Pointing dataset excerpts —
• • • •
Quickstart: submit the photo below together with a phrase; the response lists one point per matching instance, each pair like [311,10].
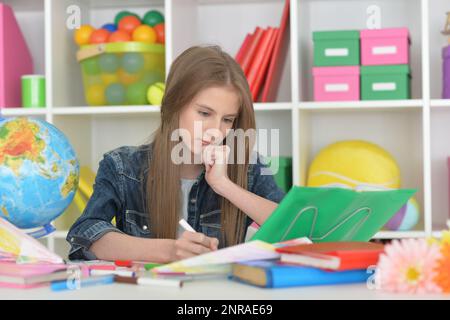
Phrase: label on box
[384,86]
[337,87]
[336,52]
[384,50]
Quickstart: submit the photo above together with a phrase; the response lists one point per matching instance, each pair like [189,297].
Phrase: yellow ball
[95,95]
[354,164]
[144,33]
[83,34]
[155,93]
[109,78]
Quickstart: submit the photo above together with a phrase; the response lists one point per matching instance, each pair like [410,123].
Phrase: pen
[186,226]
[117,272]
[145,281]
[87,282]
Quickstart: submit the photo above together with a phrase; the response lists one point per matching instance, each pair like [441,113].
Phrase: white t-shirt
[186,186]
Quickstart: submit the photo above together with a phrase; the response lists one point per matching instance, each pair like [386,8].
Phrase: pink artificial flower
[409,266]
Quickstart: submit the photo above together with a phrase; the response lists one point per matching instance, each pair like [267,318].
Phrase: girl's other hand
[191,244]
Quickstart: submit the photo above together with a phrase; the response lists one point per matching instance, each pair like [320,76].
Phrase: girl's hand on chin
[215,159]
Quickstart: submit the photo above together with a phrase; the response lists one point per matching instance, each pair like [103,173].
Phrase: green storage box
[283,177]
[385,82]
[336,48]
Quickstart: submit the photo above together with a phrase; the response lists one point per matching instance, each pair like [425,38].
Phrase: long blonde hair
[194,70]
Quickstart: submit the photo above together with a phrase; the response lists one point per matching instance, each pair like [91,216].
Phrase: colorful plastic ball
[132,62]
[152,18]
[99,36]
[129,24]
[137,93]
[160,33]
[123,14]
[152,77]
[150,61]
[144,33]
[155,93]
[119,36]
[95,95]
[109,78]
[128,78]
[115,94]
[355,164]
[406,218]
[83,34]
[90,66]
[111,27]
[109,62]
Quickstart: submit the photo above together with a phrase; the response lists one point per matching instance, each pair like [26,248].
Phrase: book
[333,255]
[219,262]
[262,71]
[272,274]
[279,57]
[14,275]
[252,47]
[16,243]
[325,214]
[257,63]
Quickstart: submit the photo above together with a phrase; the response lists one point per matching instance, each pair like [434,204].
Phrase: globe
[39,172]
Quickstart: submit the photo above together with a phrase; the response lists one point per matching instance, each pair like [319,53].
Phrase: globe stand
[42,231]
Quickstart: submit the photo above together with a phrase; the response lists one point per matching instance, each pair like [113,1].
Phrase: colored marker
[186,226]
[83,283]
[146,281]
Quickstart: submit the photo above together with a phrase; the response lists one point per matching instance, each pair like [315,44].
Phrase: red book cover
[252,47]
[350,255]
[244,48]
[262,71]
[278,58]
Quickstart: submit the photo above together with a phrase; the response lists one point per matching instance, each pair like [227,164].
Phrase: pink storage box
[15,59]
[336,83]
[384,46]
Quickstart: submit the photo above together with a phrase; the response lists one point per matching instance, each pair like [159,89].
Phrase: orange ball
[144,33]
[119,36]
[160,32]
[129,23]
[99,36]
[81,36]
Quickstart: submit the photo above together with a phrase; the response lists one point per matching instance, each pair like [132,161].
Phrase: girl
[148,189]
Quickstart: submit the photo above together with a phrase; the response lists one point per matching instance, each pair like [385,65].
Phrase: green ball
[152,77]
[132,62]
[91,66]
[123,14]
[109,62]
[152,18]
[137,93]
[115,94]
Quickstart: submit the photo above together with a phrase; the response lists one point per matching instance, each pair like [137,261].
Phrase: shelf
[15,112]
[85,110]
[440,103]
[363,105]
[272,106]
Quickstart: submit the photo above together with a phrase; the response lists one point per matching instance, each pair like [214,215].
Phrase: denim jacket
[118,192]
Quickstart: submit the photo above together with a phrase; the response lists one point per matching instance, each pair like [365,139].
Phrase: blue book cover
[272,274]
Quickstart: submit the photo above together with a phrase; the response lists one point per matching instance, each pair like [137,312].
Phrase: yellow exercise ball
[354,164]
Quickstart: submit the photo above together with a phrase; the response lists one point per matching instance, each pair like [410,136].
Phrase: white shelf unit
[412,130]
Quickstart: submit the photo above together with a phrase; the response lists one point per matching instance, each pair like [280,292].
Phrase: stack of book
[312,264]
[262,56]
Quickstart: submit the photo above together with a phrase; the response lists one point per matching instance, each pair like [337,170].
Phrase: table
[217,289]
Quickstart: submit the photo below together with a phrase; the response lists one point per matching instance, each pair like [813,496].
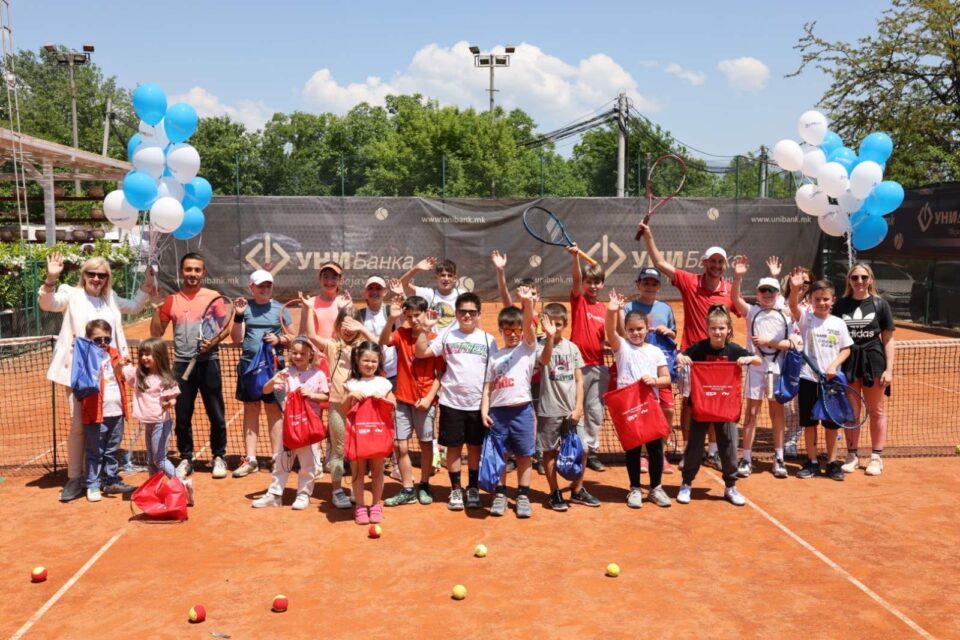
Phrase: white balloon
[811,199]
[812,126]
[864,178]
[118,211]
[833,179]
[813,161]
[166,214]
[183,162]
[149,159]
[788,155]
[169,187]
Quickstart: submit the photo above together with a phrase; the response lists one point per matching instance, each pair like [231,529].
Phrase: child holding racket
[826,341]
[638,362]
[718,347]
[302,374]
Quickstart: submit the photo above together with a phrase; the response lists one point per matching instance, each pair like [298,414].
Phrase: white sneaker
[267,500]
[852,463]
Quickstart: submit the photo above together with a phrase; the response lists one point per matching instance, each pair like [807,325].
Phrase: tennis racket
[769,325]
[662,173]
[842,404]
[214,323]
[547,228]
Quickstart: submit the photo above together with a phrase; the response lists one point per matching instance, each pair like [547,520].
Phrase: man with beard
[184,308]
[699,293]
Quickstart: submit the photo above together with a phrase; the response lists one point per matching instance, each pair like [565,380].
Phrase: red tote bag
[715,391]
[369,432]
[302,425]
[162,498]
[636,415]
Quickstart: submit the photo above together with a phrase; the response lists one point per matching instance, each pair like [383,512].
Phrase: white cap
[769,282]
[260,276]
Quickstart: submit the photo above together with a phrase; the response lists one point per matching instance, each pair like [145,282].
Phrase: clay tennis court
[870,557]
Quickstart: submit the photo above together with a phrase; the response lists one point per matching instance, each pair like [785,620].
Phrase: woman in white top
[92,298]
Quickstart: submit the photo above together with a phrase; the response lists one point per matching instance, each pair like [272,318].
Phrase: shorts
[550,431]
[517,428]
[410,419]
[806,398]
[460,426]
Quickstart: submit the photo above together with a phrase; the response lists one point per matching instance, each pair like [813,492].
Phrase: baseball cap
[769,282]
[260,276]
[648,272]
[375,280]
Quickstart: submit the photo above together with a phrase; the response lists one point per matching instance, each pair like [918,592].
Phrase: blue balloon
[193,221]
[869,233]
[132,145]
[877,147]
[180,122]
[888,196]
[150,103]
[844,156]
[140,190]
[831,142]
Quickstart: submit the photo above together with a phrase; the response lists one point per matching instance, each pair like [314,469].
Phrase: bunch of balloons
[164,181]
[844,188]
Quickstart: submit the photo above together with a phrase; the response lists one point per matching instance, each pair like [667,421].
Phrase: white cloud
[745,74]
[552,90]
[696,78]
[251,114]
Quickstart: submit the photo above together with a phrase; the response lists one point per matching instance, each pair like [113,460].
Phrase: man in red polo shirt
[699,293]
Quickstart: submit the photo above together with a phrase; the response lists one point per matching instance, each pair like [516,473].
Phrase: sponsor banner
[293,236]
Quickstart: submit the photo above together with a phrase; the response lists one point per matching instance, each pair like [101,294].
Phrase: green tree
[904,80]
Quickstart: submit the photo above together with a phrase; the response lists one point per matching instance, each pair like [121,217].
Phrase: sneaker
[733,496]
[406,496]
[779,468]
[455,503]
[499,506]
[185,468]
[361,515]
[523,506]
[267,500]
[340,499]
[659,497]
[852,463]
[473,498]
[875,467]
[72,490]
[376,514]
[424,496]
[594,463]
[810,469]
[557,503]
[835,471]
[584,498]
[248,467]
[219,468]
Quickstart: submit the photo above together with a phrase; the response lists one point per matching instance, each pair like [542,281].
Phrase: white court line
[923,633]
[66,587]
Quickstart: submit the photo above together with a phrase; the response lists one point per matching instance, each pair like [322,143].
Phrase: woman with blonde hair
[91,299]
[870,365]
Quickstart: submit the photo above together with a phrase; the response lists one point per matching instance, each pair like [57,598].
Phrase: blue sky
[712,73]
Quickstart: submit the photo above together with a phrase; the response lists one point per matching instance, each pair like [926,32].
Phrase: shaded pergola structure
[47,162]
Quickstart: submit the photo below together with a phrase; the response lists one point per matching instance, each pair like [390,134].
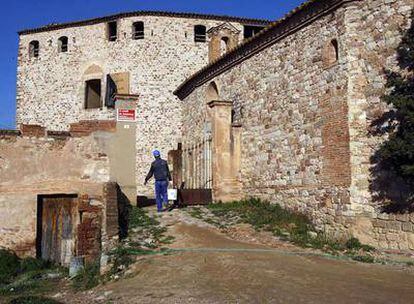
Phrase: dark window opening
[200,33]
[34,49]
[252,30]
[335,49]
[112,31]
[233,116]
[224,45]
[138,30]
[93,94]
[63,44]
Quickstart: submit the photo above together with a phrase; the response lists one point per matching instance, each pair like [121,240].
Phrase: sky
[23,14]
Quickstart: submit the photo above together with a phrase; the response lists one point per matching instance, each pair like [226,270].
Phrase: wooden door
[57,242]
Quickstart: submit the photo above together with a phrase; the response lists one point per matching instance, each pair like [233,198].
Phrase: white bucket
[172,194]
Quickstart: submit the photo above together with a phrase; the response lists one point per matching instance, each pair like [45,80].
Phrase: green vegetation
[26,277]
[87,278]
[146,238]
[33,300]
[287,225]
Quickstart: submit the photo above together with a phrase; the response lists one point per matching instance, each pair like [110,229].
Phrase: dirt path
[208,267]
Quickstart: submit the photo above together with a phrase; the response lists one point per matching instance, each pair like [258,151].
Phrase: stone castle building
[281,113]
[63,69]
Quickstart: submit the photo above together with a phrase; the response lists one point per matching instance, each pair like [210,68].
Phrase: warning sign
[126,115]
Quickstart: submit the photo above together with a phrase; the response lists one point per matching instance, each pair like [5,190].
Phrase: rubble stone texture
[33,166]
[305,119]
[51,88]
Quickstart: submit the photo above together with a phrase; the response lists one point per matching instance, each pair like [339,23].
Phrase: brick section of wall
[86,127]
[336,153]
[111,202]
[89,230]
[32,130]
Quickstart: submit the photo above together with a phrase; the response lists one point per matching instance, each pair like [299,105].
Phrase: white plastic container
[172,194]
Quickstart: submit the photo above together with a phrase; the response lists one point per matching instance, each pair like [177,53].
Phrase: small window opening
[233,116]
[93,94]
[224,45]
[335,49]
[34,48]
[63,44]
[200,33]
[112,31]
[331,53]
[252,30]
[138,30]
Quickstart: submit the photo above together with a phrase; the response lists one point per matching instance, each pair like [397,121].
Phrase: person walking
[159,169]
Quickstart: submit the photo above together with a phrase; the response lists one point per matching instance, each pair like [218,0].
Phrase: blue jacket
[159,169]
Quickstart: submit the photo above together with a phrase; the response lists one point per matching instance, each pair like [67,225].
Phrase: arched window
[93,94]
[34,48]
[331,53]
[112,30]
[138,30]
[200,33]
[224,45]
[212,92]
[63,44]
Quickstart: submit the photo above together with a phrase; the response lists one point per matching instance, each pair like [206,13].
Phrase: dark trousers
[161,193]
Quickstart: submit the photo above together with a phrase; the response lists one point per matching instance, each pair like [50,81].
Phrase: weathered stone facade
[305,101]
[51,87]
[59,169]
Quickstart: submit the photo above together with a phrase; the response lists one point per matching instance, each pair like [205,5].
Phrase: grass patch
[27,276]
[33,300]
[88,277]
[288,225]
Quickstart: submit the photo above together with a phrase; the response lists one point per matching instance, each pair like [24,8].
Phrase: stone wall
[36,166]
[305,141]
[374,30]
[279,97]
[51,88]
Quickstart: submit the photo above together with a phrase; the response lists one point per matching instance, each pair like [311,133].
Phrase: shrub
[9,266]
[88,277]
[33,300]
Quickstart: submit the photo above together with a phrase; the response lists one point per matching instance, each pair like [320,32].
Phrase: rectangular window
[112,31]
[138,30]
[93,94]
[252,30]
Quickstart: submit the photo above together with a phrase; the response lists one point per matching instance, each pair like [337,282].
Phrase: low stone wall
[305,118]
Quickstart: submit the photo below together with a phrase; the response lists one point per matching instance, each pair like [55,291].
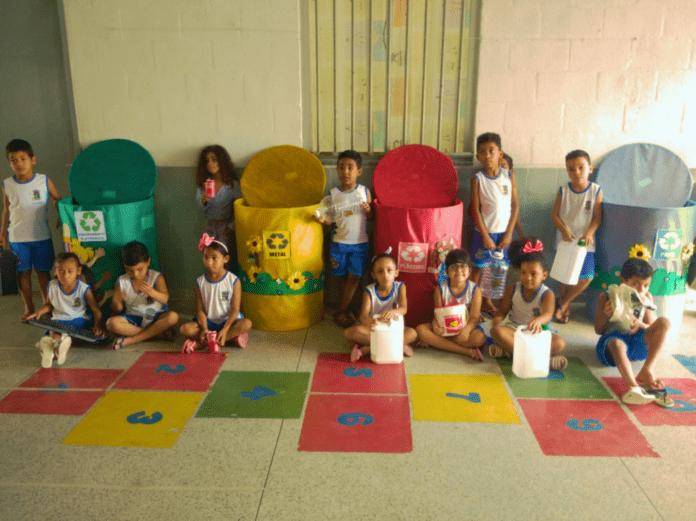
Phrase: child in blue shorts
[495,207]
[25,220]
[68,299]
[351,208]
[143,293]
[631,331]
• • • •
Stated task — Copy exactly, please, the lines that run from the line holding "pair like [205,5]." through the closing line of the material above, omitting every picture.

Result of this task —
Quickstart: submit the photo above together with a phrase; the response lists one point per matching instance, each pair like [205,5].
Phrase: grass patch
[27,276]
[33,300]
[88,277]
[288,225]
Quickstart: submit the photo above together with a phrase; the response lists one point per matching instance, each pair like [24,8].
Phrase: stone wall
[36,166]
[305,141]
[374,30]
[279,97]
[51,88]
Quickstart: submit the photo above together with a phrase; the response lists one point per matching instance, each pair like [311,133].
Phrase: shrub
[9,266]
[88,277]
[33,300]
Quickstart: submit the photo above together with a phrase; the response lists one point per matching instance, each pair like [320,32].
Phrase: rectangular window
[112,31]
[138,30]
[93,94]
[252,30]
Quickstart: submit the photo above together with a phrase; the response lists one point per matching instance, each pair like [337,282].
Phrase: low stone wall
[305,118]
Quickstart: submit the photo below together with a phrase; the response lists one point per matching instance, each pair like [55,291].
Phrase: child in blue shorts
[495,207]
[25,220]
[68,299]
[351,208]
[143,293]
[631,331]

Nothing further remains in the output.